— Exercise data —
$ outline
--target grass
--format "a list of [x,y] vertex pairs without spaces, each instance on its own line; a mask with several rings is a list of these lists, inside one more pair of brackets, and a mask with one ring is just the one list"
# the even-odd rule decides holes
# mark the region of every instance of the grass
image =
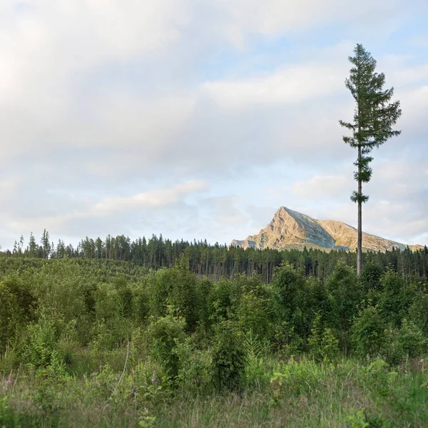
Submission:
[[[107,365],[88,375],[21,368],[0,379],[0,427],[428,426],[425,363],[268,360],[254,387],[216,393],[173,387],[140,362],[119,381]],[[265,379],[268,380],[265,380]]]

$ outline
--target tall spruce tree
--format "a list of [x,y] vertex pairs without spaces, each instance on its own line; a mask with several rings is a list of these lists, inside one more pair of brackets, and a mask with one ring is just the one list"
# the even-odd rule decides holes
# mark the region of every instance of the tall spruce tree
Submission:
[[352,192],[351,200],[358,204],[357,270],[360,275],[362,265],[362,205],[369,199],[368,195],[363,195],[362,185],[370,180],[372,172],[369,165],[373,158],[368,155],[373,148],[401,133],[401,131],[394,131],[392,127],[402,111],[399,101],[389,102],[394,88],[383,89],[385,76],[375,72],[376,60],[370,53],[362,44],[357,44],[354,53],[355,56],[349,57],[352,68],[350,78],[345,81],[345,86],[355,101],[354,121],[339,123],[352,131],[352,136],[344,136],[343,141],[358,151],[357,161],[354,163],[357,168],[354,178],[358,183],[358,189]]

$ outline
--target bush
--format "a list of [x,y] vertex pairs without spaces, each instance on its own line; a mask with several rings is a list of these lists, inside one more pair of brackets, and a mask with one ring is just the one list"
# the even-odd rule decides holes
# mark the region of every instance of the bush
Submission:
[[339,340],[329,327],[322,328],[318,314],[314,320],[308,345],[310,354],[316,361],[332,360],[339,355]]
[[158,359],[166,374],[172,379],[177,377],[180,369],[175,348],[185,338],[185,320],[173,312],[173,309],[170,307],[166,316],[153,319],[148,328],[151,355]]
[[419,357],[427,351],[428,341],[413,321],[404,318],[399,330],[390,327],[385,335],[385,358],[389,364],[399,364],[407,357]]
[[357,354],[373,356],[377,354],[384,341],[385,326],[377,307],[362,310],[351,328],[351,340]]
[[239,388],[245,363],[242,333],[229,320],[219,322],[213,347],[213,380],[219,391]]

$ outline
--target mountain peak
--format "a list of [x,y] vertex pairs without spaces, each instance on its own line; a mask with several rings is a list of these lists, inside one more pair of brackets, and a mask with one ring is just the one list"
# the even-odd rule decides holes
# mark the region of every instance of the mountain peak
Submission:
[[[357,247],[357,229],[340,221],[316,220],[306,214],[281,206],[272,221],[257,235],[243,240],[233,240],[231,245],[243,248],[352,250]],[[363,233],[362,245],[366,250],[386,251],[404,249],[407,245]],[[419,245],[409,247],[414,249]]]

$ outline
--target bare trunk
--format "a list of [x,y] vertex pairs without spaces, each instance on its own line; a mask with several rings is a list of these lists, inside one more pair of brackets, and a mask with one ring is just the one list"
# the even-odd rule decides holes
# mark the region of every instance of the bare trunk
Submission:
[[[361,160],[361,146],[358,146],[358,161]],[[358,175],[361,174],[361,166],[358,166]],[[358,241],[357,243],[357,273],[361,273],[361,268],[362,266],[362,202],[361,195],[362,183],[361,179],[358,178]]]

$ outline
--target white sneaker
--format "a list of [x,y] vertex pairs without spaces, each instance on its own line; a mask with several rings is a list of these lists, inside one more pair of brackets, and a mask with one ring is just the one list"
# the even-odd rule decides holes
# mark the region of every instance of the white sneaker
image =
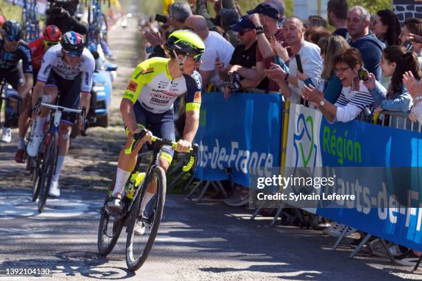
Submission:
[[135,223],[134,233],[134,235],[136,235],[137,236],[141,236],[143,235],[143,233],[145,233],[145,225],[143,225],[143,223],[142,223],[142,222],[137,220],[137,222]]
[[35,133],[32,134],[30,143],[26,147],[26,153],[31,157],[35,157],[38,154],[38,148],[43,140],[43,136],[38,136]]
[[111,211],[120,212],[121,211],[121,199],[119,197],[111,198],[107,202],[107,207]]
[[341,223],[334,225],[331,229],[331,231],[328,232],[328,235],[331,237],[340,237],[343,234],[343,231],[347,231],[348,227],[342,225]]
[[51,184],[50,185],[50,190],[48,191],[48,195],[53,197],[60,196],[59,180],[51,180]]
[[12,141],[12,130],[7,127],[3,127],[3,133],[1,134],[1,142],[9,143]]

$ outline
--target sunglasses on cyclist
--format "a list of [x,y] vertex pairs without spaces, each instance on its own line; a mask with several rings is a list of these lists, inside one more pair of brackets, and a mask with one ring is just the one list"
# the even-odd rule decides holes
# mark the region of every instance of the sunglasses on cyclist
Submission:
[[7,35],[7,34],[3,34],[3,37],[8,39],[8,41],[10,42],[12,42],[12,41],[18,41],[19,40],[21,40],[21,37],[19,35]]
[[239,34],[240,36],[243,36],[243,35],[245,34],[245,32],[248,32],[248,31],[250,31],[250,30],[251,30],[251,29],[248,29],[248,30],[243,30],[242,31],[240,31],[240,32],[239,32]]
[[54,46],[54,45],[57,45],[59,41],[57,42],[51,42],[47,40],[44,40],[44,45],[48,47]]
[[76,58],[77,56],[81,56],[82,55],[82,52],[68,52],[68,51],[65,51],[65,53],[70,56],[71,58]]
[[199,63],[199,61],[201,61],[201,59],[202,59],[202,55],[203,54],[198,54],[195,56],[191,56],[197,63]]

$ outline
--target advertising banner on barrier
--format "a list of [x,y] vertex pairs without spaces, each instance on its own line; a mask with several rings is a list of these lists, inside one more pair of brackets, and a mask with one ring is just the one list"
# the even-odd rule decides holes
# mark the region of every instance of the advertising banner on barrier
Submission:
[[290,107],[285,175],[297,176],[306,167],[308,176],[334,185],[308,190],[314,206],[290,205],[422,251],[421,166],[421,133],[359,121],[330,124],[319,111]]
[[235,183],[249,186],[250,172],[261,176],[280,166],[281,95],[223,93],[202,96],[197,178],[228,179],[228,168]]
[[[6,0],[6,1],[20,7],[24,6],[24,0]],[[46,14],[47,0],[37,0],[37,4],[38,5],[38,12],[41,14]]]

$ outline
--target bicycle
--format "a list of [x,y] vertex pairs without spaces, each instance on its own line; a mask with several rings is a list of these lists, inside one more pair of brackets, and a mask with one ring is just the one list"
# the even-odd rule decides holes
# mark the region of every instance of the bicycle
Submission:
[[[9,113],[8,116],[6,114],[6,107],[7,105],[5,105],[5,121],[4,125],[11,125],[12,121],[14,118],[14,116],[19,116],[21,114],[21,111],[22,110],[22,98],[20,96],[12,94],[6,96],[6,79],[3,79],[0,81],[0,124],[1,124],[1,107],[3,106],[3,101],[5,101],[8,103],[12,103],[13,101],[17,102],[17,110],[15,112]],[[10,106],[10,105],[9,105]]]
[[[125,153],[130,154],[133,147],[139,144],[146,133],[147,131],[143,129],[135,134],[131,147],[125,149]],[[122,193],[121,212],[111,212],[106,207],[112,194],[115,178],[112,181],[104,200],[104,205],[100,210],[101,216],[97,242],[99,253],[104,256],[108,255],[116,244],[123,227],[126,227],[126,265],[132,271],[138,270],[145,262],[152,248],[163,216],[166,178],[164,170],[158,165],[160,149],[164,145],[170,145],[173,149],[177,146],[177,143],[156,136],[152,136],[152,150],[138,154],[134,169]],[[195,144],[190,149],[189,163],[183,167],[185,171],[195,166],[198,145]],[[145,210],[140,214],[143,211],[140,209],[142,200],[150,185],[155,185],[157,191],[147,204]],[[139,236],[134,234],[137,223],[141,225],[143,230],[143,234]]]
[[[58,105],[60,95],[57,95],[55,105],[44,103],[41,98],[39,98],[35,106],[35,112],[38,112],[39,108],[43,106],[52,110],[50,116],[49,129],[44,134],[41,140],[38,154],[35,156],[34,174],[32,177],[32,201],[35,202],[38,198],[38,211],[42,213],[44,211],[51,180],[56,169],[57,161],[57,153],[59,149],[59,125],[61,114],[64,112],[74,112],[82,114],[83,122],[85,123],[86,108],[81,110],[73,110]],[[34,123],[34,122],[33,122]]]

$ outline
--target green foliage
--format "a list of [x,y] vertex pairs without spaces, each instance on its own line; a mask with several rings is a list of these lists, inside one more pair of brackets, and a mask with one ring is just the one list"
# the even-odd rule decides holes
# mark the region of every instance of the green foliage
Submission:
[[22,8],[17,5],[13,6],[5,0],[0,0],[0,14],[7,19],[16,19],[21,21]]

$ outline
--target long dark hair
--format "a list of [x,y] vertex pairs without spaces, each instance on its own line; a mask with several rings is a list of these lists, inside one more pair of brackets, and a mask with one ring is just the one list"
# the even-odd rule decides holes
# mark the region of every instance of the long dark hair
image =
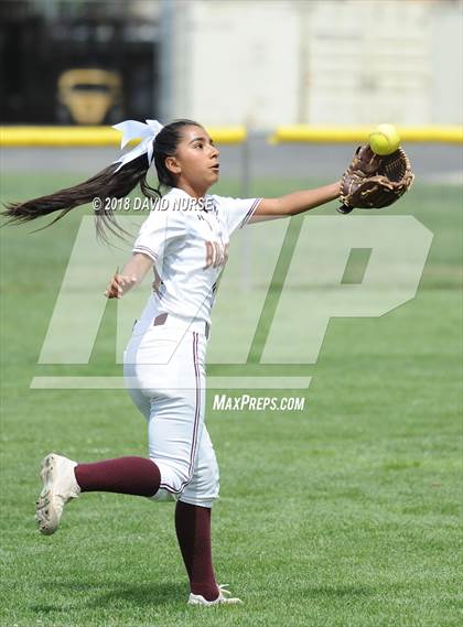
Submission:
[[140,185],[142,194],[149,198],[160,198],[162,187],[174,187],[175,175],[166,167],[165,159],[175,155],[179,142],[182,139],[182,129],[189,126],[200,127],[201,125],[187,119],[175,120],[163,127],[155,137],[153,155],[158,173],[158,187],[152,187],[148,183],[147,174],[150,164],[147,154],[141,154],[133,161],[126,163],[117,172],[120,162],[112,163],[91,179],[73,187],[66,187],[49,196],[41,196],[24,203],[6,204],[2,215],[9,218],[7,224],[26,223],[60,212],[50,224],[45,225],[51,226],[74,207],[99,198],[99,208],[94,208],[97,236],[104,241],[108,241],[108,233],[121,237],[121,234],[127,234],[127,231],[117,223],[115,212],[108,208],[106,199],[123,198],[130,194],[137,184]]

— Written instruction —
Return each line above that contains the string "tall", matching case exactly.

— Result of this task —
--target tall spruce tree
# mark the region of every instance of the tall spruce tree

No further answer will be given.